==== Reading text ====
After 11 separate fires were sparked by lightning on the evening of July 19, locals were able to extinguish seven

By Sarah Dettmer, Great Falls Tribune

GREAT FALLS – Alaina Browning’s pickup truck slowly rumbles down the dirt road to her home at the convergence of the Musselshell River and Calf Creek.

Progress is slow because the innumerable amount of trucks and traffic that have traveled the normally lazy road have churned up sharp rocks and dug sand pits deep enough to bottom out low-riding cars.

Then she hits the brakes.

Out of the passenger window, she sees three rebellious cows she thought she lost in the fire.

“Out of the ashes, girls,” Alaina said. “You made it.”

Alaina is calm and matter-of-fact as she cruises the dusty road. It’s hard to imagine that less than a week earlier, she and her husband Travis were racing through walls of flames down the same path to make sure their daughters and home weren’t taken by the 270,200-acre Lodgepole Complex Fire.

“Travis was sent to the Square Butte Fire and then to the South Breaks Fire (two of the fires in what has been called the Lodgepole Complex),” Alaina said. “I was with him to provide support from our fuel truck. We heard radio traffic saying a local was injured at Calf Creek, and they were being taken by ambulance. We didn’t know if it was one of our kids.”
==== Task data ====
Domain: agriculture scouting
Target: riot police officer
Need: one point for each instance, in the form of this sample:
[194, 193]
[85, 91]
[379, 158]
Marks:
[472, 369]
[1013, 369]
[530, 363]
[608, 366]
====
## Given instruction 1
Rewrite the wildfire article from "GREAT FALLS –" up to and including "Lodgepole Complex Fire.", putting "cattle" in place of "cows".
## Given instruction 2
Copy out every line of the listing that contains the string "each". Case counts.

## Exercise answer 1
GREAT FALLS – Alaina Browning’s pickup truck slowly rumbles down the dirt road to her home at the convergence of the Musselshell River and Calf Creek.

Progress is slow because the innumerable amount of trucks and traffic that have traveled the normally lazy road have churned up sharp rocks and dug sand pits deep enough to bottom out low-riding cars.

Then she hits the brakes.

Out of the passenger window, she sees three rebellious cattle she thought she lost in the fire.

“Out of the ashes, girls,” Alaina said. “You made it.”

Alaina is calm and matter-of-fact as she cruises the dusty road. It’s hard to imagine that less than a week earlier, she and her husband Travis were racing through walls of flames down the same path to make sure their daughters and home weren’t taken by the 270,200-acre Lodgepole Complex Fire.

## Exercise answer 2
Need: one point for each instance, in the form of this sample:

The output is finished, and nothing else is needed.